------ TEKS YANG DITAMPILKAN ------

Ia melanjutkan, Permenkominfo Nomor 5 tersebut juga bisa digunakan untuk membungkam kelompok yang mengkritik pemerintah.
“Kita tahu lingkup privat adalah bagian mendasar HAM yang diakui secara internasional,” ujarnya.
Seiring dengan regulasi tersebut, kerentanan komunitas LGBTIQ akan semakin bertambah di ruang digital. Richa mengatakan, di ruang digital atau media sosial, anggota komunitas LGBTIQ menerima perundungan dan penyerangan seperti ujaran kebencian atau doxxing--penyebaran informasi pribadi seseorang untuk tujuan intimidasi dan melecehkan di dunia maya. Selain itu, tuntutan untuk menunjukkan data pribadi sesuai aturan tersebut juga bisa mendorong pihak tertentu melakukan outing atau melelakan seseorang.
Ia mengatakan, serangan-serangan tersebut juga semakin teramplifikasi seiring pandemi, saat banyak kegiatan di ruang luring beralih ke daring.
“Online harassment banyak sekali dan tidak terlaporkan. Teman-teman LGBTIQ mengalami hal itu karena kekosongan payung hukum dan stigma berlapis di masyarakat,” kata Richa.
KBGO dan Ruang Digital untuk Teman Tuli
Komunitas LGBTIQ yang rentan mengalami serangan di dunia maya seperti yang disampaikan Richa menunjukkan urgensi untuk menciptakan lingkungan digital yang aman. Feminist Festival 2021 yang akan diselenggarakan 26 sampai 28 November mendatang akan berfokus pada tema keamanan ruang digital. Karenanya, Jakarta Feminist juga menyorot isu Kekerasan Berbasis Gender Online (KBGO) yang semakin meningkat selama pandemi.
Yoane Salim, Ketua Feminist Festival 2021 mengatakan, survei daring tentang KBGO yang diselenggarakan Jakarta Feminist akhir tahun lalu menemukan dari 315 responden, 22 persen di antaranya mengalami KBG di awal pandemi dan 48 persen pernah mengalami kekerasan secara daring.
“Menurut survei, lebih dari separuh korban (58 persen) mengalami kekerasan di tempat tinggal, yang artinya banyak korban mengalami kekerasan dari orang yang dikenal. Selain itu, [yang mengalami] di media sosial sebanyak 38 persen,” ujarnya.

------ CATATAN YANG DIBERIKAN ------

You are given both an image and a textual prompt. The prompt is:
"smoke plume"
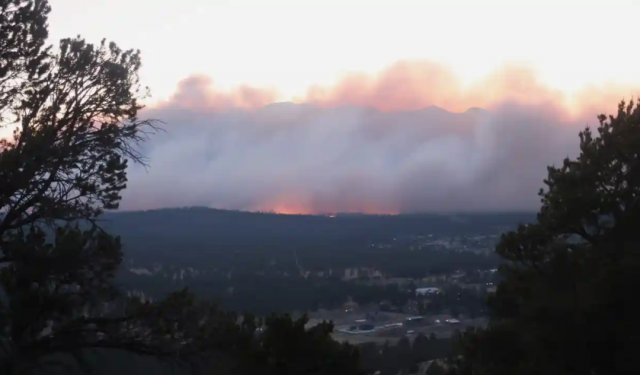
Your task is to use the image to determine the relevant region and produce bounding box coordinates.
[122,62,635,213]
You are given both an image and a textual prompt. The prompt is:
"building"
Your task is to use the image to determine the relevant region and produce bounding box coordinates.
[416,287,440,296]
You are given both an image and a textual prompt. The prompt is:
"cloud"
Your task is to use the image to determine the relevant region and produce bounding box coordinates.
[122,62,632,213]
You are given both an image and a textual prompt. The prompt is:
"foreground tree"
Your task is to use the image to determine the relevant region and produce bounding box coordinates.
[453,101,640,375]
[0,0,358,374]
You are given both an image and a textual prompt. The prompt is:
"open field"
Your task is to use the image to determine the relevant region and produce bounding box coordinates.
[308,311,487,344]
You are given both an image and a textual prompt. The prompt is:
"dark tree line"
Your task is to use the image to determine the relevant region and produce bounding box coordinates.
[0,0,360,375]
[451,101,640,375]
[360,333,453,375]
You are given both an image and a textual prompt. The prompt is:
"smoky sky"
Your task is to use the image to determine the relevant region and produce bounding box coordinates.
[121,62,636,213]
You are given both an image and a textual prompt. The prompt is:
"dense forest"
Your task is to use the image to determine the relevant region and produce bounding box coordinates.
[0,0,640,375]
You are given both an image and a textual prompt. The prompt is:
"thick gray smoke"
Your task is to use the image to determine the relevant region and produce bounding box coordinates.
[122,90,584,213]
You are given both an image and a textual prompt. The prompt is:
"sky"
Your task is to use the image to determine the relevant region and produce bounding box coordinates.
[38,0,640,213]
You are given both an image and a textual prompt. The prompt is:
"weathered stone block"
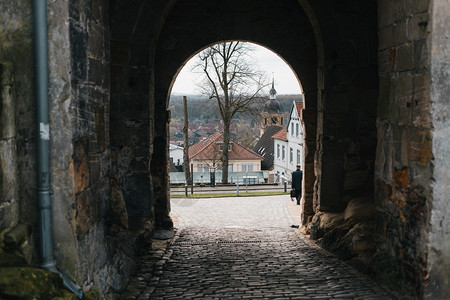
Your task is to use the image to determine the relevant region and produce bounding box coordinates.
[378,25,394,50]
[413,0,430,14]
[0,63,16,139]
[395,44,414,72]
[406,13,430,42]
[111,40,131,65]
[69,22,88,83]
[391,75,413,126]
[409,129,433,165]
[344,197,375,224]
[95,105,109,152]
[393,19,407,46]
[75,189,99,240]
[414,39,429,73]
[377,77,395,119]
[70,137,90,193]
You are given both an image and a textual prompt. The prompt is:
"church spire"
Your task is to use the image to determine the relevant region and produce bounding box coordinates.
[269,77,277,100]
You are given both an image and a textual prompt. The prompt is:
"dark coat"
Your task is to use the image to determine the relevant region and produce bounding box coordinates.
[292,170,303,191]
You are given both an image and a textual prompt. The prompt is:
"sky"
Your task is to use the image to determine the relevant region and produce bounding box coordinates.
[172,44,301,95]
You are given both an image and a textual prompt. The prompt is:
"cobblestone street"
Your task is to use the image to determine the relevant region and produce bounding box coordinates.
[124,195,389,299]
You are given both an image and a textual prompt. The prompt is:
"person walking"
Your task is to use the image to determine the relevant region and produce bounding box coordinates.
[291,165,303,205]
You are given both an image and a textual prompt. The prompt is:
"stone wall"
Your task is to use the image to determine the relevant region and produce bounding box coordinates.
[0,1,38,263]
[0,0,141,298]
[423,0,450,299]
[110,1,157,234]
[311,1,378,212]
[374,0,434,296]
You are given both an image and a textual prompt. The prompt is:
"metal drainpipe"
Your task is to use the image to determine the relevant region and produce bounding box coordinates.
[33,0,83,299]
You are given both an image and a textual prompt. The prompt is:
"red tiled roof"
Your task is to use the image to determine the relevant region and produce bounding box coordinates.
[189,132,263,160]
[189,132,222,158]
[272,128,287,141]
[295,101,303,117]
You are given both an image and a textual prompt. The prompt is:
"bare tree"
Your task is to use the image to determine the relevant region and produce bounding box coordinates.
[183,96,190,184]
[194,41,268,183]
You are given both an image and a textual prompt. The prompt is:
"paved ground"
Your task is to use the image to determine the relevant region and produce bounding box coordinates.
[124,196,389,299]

------

*LANGKAH YANG DILAKUKAN*
a - Menurut teks tentang kekerasan di ruang digital, kapan Feminist Festival 2021 akan diselenggarakan?
b - Lanjutkan teks tentang kekerasan di ruang digital, dimulai setelah kalimat terakhirnya.
Catatan-catatan itu merupakan bahan tersendiri yang terpisah dari teks tentang kekerasan di ruang digital.

*HASIL YANG DIHARAPKAN*
a - Pada 26 sampai 28 November.

b -
Berkaitan dengan isu KBGO tersebut, Nissi Taruli dari FeminisThemis, komunitas feminis tuli mengatakan, banyak teman tuli yang tidak sadar menjadi korban KBGO karena mereka belum mengetahui tentang hal itu. Pasalnya, informasi yang ada belum sepenuhnya bisa diakses oleh teman tuli karena tidak mengakomodir bantuan bahasa isyarat. Teman tuli juga akan semakin rentan menjadi korban kekerasan karena identitasnya sebagai perempuan, apalagi jika menjadi bagian dari komunitas LGBTIQ.
Selain itu, teman tuli juga tidak melaporkan kasusnya karena tidak tahu, ragu, dan tidak nyaman untuk melaporkannya secara pribadi.
“Bahasa isyarat dan juru bahasa isyarat ini isu yang krusial dan harusnya dilindungi hukum, tapi belum ada dan belum ada perlindungan untuk teman tuli di dunia digital,” kata Nissi.
“Selain itu, teman-teman tuli yang jadi korban tidak melapor karena banyak lembaga layanan berbasis audio dan tidak aksesibel untuk kami. Dan, ada hambatan dalam komunikasi seperti proses pelaporan berupa video,”
Nissi menyarankan, cara terbaik mendukung perempuan tuli adalah dengan menyimak penjelasannya dan tidak mengabaikan karena tidak semua orang bisa memahami pengalaman dan perasaan teman tuli.
“Kalau bisa, pelajari bahasa isyarat Indonesia karena itu bisa memudahkan akses teman tuli untuk informasi,” kata Nissi.
Seiring acara Feminist Festival, Jakarta Feminist juga meluncurkan carilayanan.com, laman pencarian informasi dan kontak lembaga layanan pemerintah dan non-pemerintah bagi korban KBG. Carilayanan.com juga bisa diakses dengan link belipotbunga.com dan sudah beroperasi sejak Februari lalu.